What to do. Reproduce the entries that follow precisely, setting aside any images.

Records drawn from a dataset:
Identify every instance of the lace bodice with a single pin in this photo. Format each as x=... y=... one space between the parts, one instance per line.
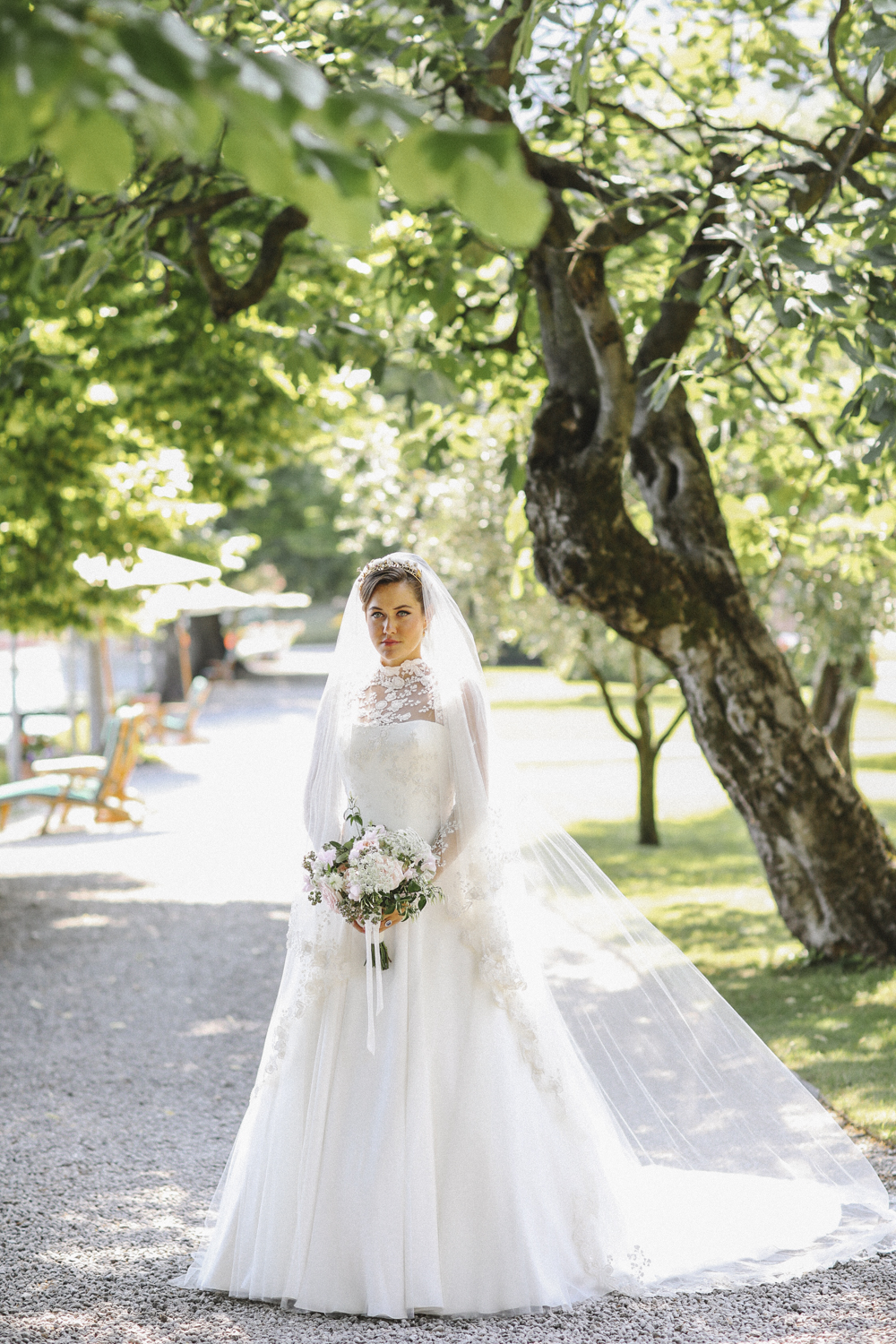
x=400 y=776
x=398 y=695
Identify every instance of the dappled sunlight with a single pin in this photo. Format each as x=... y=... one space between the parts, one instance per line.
x=705 y=851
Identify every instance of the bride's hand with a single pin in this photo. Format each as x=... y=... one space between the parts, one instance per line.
x=384 y=924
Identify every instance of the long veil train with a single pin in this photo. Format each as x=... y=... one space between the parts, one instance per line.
x=705 y=1163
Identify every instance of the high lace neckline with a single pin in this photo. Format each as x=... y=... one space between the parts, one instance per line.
x=398 y=694
x=411 y=667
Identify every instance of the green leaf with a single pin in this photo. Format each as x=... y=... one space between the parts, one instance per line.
x=263 y=155
x=882 y=37
x=156 y=59
x=414 y=175
x=506 y=204
x=339 y=218
x=479 y=172
x=788 y=309
x=798 y=253
x=850 y=352
x=93 y=148
x=16 y=136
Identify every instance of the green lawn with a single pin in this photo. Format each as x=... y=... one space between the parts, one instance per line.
x=704 y=889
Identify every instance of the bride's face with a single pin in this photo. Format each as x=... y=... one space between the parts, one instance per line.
x=395 y=623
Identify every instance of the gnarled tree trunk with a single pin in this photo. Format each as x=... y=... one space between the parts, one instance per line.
x=831 y=866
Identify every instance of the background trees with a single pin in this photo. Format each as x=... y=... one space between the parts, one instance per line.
x=708 y=314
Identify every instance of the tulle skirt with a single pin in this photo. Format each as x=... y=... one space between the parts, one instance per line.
x=438 y=1175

Written response.
Identify every instance of the lace bodice with a single pin in this photo. Format each as x=... y=... one space between the parts, one instance per line.
x=400 y=776
x=398 y=695
Identify every instance of the dappled sunlight with a single pin in this photo. Format each as x=... y=... one space between the parts, one instance per line.
x=705 y=851
Identify every instance of the bride's hand with a single pin in this photo. Format each as x=... y=... one space between the parts, one instance per line.
x=384 y=924
Identify every instance of the long veil train with a single pin in this photo. Format each as x=... y=... one space between the parts, one instance per line.
x=705 y=1163
Identify every instance of the high lace neckline with a single pin in this photo. Format each as x=... y=... one space between the parts, one instance per line.
x=398 y=694
x=411 y=667
Identify every instance of the green leaf with a single pin in this photo. Format each as x=... y=... one space between the parts, one instance per line.
x=263 y=155
x=882 y=37
x=156 y=59
x=414 y=175
x=506 y=204
x=339 y=218
x=479 y=172
x=788 y=309
x=798 y=253
x=850 y=352
x=93 y=148
x=16 y=136
Identify every instance of the green lawn with a single pin in this photo. Format each as x=... y=... one space between the parts, one instance per line.
x=704 y=889
Identify every instance of the bride's face with a single pin in this photo. Format each as x=... y=... one space between the parts, one instance per line.
x=395 y=623
Identify every instance of the gnarled tree trunk with a single pin in this photo. Format each as x=... y=... one space between the parts, one instance per line.
x=831 y=866
Identify every instance of the background trees with a single pin in this photo. Format each as x=... y=... one space between the parts, one instance per line.
x=708 y=314
Identify every instance of the tulle skirt with a single pin in this photo. Format each as x=... y=... one space between the parts, one instance per line.
x=438 y=1175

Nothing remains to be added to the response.